# 本文
------------------------------

空色レールウェイ

空は続く、どこまでも

「潜水服は蝶の夢を見る」

2008年08月29日 | 映画
「潜水服は蝶の夢を見る」を観てきました。
以下、ネタバレが含まれています。

ジャン=ドミニク=・ボビー、42歳。
フランス版ELLE誌の編集長、また3児の父。
色鮮やかな人生の幸せを味わっている中、突然脳梗塞で倒れます。

意識を取り戻すと、身体的な自由がきくのは左目だけ・・・
聞こえたり、見えたり、感じたりは普通にできるのに、動くのは左目だけ・・・
ロックト・インシンドローム(閉じ込め症候群)でした。

アルファベットを1文字ずつ読み上げてもらい、
使いたい単語のアルファベットになった時に、左目の瞬きをする方法で、
自伝「潜水服は蝶の夢を見る」の執筆にとりかかります・・・


この映画、タイトルとあらすじを見た時点で、必ず観ようと思っていました。
あらすじだけで圧倒され、この「潜水服は蝶の夢を見る」というタイトルにジーンとしました。
本当に、観てよかったです

映画はフランス映画らしく、やわらかで淡い色使いに、ゆったりとした音楽が流れていました。

------------------------------

# 指示 A
以下のレコードのうち、「Target — dark pants」を含む行からレコードの末尾までを、依頼1件につき1行とし、列名を「依頼」と「回答」とする2列のCSVに変換してください。各欄は引用符で囲んだ1つのフィールドとし、改行は空白に置き換えてください。
本文とレコードは、それぞれ独立した別個の資料です。

(ポインティングデータセットのレコード)
------------------------------

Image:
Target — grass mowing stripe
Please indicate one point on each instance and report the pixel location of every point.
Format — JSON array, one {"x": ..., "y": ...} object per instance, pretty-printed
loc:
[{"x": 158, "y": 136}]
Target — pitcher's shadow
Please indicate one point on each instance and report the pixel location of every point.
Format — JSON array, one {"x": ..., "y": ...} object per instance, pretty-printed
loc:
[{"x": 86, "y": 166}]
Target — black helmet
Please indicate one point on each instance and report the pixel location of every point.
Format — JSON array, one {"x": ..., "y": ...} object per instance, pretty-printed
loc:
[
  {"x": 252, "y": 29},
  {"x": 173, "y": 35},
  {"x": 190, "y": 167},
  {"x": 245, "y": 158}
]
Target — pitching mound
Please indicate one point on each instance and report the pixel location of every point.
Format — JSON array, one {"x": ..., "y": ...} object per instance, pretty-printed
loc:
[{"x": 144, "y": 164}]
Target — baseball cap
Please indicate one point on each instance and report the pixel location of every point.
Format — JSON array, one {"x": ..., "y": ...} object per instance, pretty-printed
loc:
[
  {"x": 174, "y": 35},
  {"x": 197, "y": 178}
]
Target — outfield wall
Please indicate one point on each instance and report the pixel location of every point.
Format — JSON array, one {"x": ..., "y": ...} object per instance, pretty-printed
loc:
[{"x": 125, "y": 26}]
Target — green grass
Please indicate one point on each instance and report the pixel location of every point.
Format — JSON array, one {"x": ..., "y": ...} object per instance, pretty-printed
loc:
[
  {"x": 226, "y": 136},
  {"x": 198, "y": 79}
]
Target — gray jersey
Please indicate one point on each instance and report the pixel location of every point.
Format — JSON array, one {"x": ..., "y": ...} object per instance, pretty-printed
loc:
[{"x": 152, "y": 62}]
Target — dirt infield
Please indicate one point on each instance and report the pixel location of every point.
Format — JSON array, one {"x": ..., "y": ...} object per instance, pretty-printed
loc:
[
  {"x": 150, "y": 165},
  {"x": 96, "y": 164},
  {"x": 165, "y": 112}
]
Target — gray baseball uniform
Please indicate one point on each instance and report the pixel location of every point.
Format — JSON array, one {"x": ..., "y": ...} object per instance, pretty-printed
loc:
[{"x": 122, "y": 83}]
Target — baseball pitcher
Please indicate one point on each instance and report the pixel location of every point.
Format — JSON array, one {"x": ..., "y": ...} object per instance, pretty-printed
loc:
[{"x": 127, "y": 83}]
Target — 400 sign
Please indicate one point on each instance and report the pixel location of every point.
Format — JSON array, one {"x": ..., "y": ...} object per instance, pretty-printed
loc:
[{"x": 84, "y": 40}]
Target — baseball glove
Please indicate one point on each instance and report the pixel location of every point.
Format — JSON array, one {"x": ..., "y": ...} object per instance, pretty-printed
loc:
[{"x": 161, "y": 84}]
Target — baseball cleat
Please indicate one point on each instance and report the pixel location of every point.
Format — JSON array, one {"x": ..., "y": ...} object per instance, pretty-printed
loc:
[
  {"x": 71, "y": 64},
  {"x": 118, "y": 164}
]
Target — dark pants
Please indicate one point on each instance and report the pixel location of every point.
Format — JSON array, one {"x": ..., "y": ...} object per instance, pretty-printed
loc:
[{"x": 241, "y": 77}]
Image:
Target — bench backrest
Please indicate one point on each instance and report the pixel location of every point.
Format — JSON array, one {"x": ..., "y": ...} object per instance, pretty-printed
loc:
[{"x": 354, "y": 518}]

------------------------------

# 指示 B
本文の「ジャン=ドミニク=・ボビー、42歳。」から「この映画、タイトルとあらすじを見た時点で、必ず観ようと思っていました。」までを、一字一句変えずに出力してください。

# 解答 A
依頼,回答
"Target — dark pants Please indicate one point on each instance and report the pixel location of every point. Format — JSON array, one {""x"": ..., ""y"": ...} object per instance, pretty-printed loc:","[{""x"": 241, ""y"": 77}]"
"Image: Target — bench backrest Please indicate one point on each instance and report the pixel location of every point. Format — JSON array, one {""x"": ..., ""y"": ...} object per instance, pretty-printed loc:","[{""x"": 354, ""y"": 518}]"

# 解答 B
ジャン=ドミニク=・ボビー、42歳。
フランス版ELLE誌の編集長、また3児の父。
色鮮やかな人生の幸せを味わっている中、突然脳梗塞で倒れます。

意識を取り戻すと、身体的な自由がきくのは左目だけ・・・
聞こえたり、見えたり、感じたりは普通にできるのに、動くのは左目だけ・・・
ロックト・インシンドローム(閉じ込め症候群)でした。

アルファベットを1文字ずつ読み上げてもらい、
使いたい単語のアルファベットになった時に、左目の瞬きをする方法で、
自伝「潜水服は蝶の夢を見る」の執筆にとりかかります・・・


この映画、タイトルとあらすじを見た時点で、必ず観ようと思っていました。